** Opening Selected passage block **

Microstates of the cortical brain-heart axis

Abstract

Electroencephalographic (EEG) microstates are brain states with quasi-stable scalp topography. Whether such states extend to the body level, that is, the peripheral autonomic nerves, remains unknown. We hypothesized that microstates extend at the brain-heart axis level as a functional state of the central autonomic network. Thus, we combined the EEG and heartbeat dynamics series to estimate the directional information transfer originating in the cortex targeting the sympathovagal and parasympathetic activity oscillations and vice versa for the afferent functional direction. Data were from two groups of participants: 36 healthy volunteers who were subjected to cognitive workload induced by mental arithmetic, and 26 participants who underwent physical stress induced by a cold pressure test. All participants were healthy at the time of the study. Based on statistical testing and goodness-of-fit evaluations, we demonstrated the existence of microstates of the functional brain-heart axis, with emphasis on the cerebral cortex, since the microstates are derived from EEG. Such nervous-system microstates are spatio-temporal quasi-stable states that exclusively refer to the efferent brain-to-heart direction. We demonstrated brain-heart microstates that could be associated with specific experimental conditions as well as brain-heart microstates that are non-specific to tasks.

** Closing Selected passage block **

[Problems and tasks]:
#1 Using the abstract on brain-heart microstates, decide whether each statement agrees with it. Answer yes or no for each, and quote the words from the abstract that settle it.
(a) The group given the cold pressure test had 36 participants.
(b) The brain-heart microstates described refer only to the efferent brain-to-heart direction.
(c) Every participant was healthy at the time of the study.
#2 Pick up the abstract on brain-heart microstates after its final sentence and continue it.

** Opening Listed entries block **

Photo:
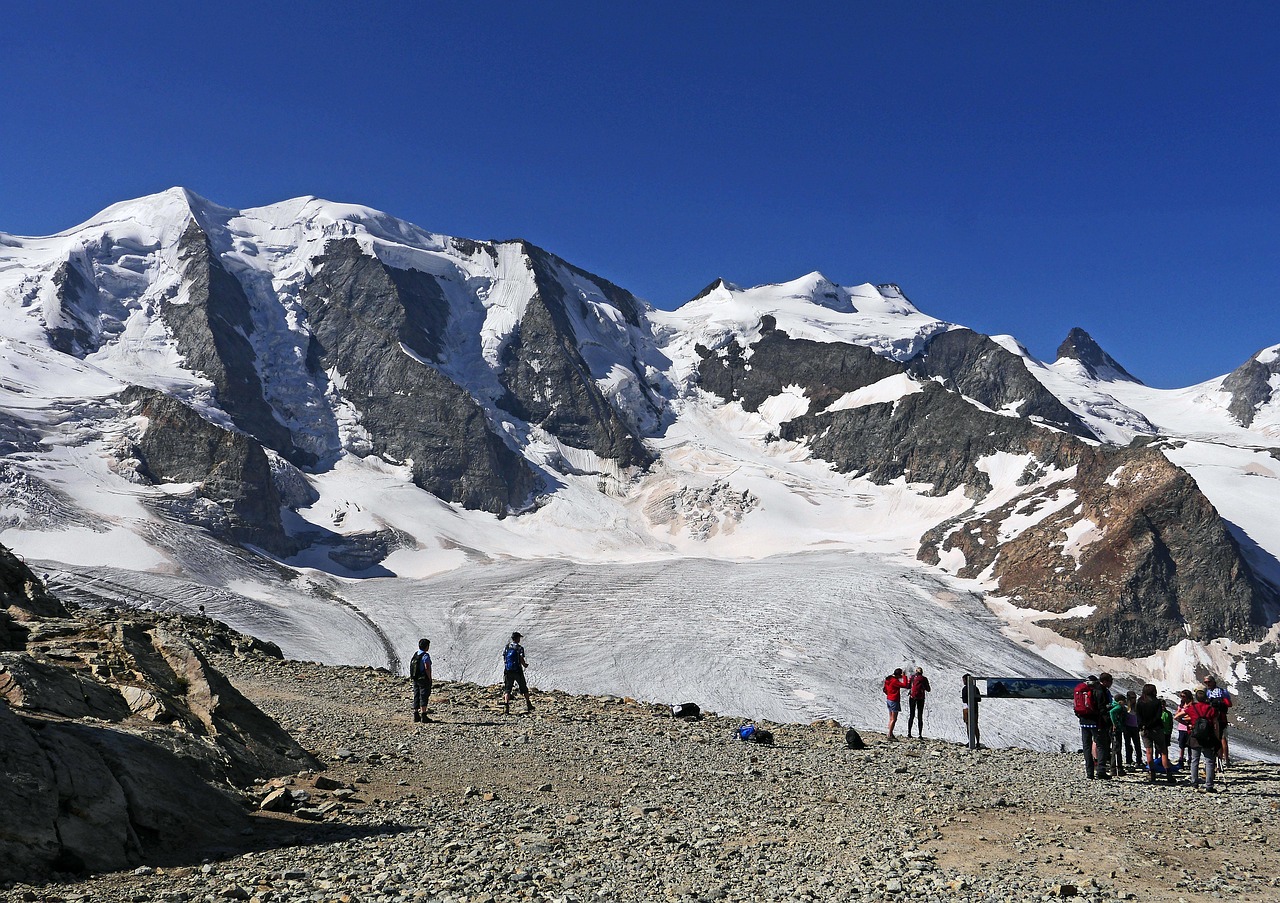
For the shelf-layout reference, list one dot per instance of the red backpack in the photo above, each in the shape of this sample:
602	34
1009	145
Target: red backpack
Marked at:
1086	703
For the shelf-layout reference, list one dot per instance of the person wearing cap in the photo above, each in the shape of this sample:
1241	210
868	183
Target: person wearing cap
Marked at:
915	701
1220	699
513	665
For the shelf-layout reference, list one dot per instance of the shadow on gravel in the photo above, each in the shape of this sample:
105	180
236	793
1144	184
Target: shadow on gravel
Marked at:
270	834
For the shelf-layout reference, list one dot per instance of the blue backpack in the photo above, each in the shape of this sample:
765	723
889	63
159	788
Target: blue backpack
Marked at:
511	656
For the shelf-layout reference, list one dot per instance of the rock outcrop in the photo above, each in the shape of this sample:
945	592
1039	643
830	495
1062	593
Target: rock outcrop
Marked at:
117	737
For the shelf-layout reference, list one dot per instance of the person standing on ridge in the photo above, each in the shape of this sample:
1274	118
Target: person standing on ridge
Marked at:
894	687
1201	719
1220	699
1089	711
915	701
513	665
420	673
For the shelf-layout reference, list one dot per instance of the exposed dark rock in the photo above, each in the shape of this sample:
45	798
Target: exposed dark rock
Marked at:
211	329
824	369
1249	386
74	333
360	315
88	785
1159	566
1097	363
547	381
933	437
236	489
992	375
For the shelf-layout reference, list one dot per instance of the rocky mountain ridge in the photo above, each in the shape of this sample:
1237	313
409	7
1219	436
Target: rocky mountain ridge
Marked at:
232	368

** Closing Listed entries block **
** Opening Listed entries block **

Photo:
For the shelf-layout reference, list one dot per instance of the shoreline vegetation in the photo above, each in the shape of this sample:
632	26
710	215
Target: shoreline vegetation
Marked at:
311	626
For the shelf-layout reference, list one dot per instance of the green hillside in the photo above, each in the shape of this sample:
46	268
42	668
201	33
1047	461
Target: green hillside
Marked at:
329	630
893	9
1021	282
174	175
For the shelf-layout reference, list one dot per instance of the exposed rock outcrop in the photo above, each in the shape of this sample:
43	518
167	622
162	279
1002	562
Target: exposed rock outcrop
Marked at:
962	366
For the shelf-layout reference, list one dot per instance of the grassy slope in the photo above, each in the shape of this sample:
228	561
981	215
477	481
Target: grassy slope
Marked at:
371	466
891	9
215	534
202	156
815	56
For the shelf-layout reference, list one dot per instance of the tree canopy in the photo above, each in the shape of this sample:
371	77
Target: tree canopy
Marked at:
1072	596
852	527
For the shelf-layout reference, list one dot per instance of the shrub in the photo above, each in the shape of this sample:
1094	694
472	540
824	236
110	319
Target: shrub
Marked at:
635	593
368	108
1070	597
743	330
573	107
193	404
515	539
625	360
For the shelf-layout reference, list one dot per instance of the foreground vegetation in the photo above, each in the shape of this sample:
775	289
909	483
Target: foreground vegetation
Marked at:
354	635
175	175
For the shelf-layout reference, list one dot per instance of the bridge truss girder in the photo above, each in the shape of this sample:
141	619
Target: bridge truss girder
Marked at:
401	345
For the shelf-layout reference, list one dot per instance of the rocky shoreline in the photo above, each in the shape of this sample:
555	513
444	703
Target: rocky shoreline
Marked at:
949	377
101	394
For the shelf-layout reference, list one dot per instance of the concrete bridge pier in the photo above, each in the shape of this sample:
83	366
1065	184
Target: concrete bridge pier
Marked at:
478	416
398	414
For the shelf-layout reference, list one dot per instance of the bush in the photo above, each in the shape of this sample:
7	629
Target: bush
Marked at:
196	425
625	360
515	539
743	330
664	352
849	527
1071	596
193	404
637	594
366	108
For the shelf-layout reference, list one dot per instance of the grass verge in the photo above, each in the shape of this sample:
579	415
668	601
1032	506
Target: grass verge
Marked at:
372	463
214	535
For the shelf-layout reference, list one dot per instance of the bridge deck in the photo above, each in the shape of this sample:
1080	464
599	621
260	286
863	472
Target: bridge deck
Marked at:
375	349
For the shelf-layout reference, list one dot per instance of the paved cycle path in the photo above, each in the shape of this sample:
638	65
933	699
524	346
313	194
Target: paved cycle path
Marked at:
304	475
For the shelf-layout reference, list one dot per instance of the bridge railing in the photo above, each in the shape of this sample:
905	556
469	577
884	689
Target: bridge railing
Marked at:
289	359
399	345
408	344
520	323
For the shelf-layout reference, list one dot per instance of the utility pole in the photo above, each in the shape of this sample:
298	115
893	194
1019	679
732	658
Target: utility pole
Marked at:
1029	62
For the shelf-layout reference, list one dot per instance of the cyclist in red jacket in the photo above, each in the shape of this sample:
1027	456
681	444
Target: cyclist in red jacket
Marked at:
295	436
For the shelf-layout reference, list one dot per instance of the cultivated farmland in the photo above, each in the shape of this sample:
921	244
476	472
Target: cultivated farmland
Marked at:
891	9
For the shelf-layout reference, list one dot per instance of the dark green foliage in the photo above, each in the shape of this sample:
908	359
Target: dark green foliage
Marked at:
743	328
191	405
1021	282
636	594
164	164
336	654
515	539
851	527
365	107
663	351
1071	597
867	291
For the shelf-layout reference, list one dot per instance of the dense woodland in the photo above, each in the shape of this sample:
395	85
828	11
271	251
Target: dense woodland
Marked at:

** Closing Listed entries block **

[Per-task outputs]:
#1
(a) No: "26 participants who underwent physical stress induced by a cold pressure test"
(b) Yes: "exclusively refer to the efferent brain-to-heart direction"
(c) Yes: "All participants were healthy at the time of the study"

#2
Keywords: EEG; HRV; brain-heart; microstates.

FIGURE 1

Experimental results from the cognitive workload (CW) dataset. The left column makes explicit the direction of the brain‐heart interplay (BHI) and heart rate variability (HRV) frequency band involved; the right column reports the global explained variance (GEV), as median across‐subject ± standard deviation, associated to the backfitting operation on the microstate prototypes, which are represented in the central part of the figure.

FIGURE 2

Graphical representation of the brain‐heart interplay (BHI) microstates occurrences in the two experimental conditions of the CW dataset, for both the heart rate variability (HRV) frequency bands considered (top panel for $C_{\text{Brain}\to \mathrm{LF}}$, and bottom panel for $C_{\text{Brain}\to \mathrm{HF}}$. Each histogram's bar represents the subject‐wise sample given by the number of occurrences of given microstates (whose prototype topography is represented at the basis of the histogram bar).

FIGURE 3

Experimental results from the cold pressor test (CPT) dataset. The left column makes explicit the direction of the brain‐heart interplay (BHI) and HRV‐frequency band involved; the right column reports the global explained variance (GEV), as median across‐subject $\pm$ standard deviation, associated with the backfitting operation on the microstates prototypes, which are represented in the central part of the figure.

FIGURE 4

p‐values associated to global dissimilarity (GD) calculated for all BHI brain‐to‐LF (left panel) and brain‐to‐HF (right panel) microstates, extracted during resting state in CPT dataset (rows) and CW dataset (columns). Colored cells and bold text highlight significant GD (p‐value $<.05$).

FIGURE 5

Schematic representation of the proposed computational methodology.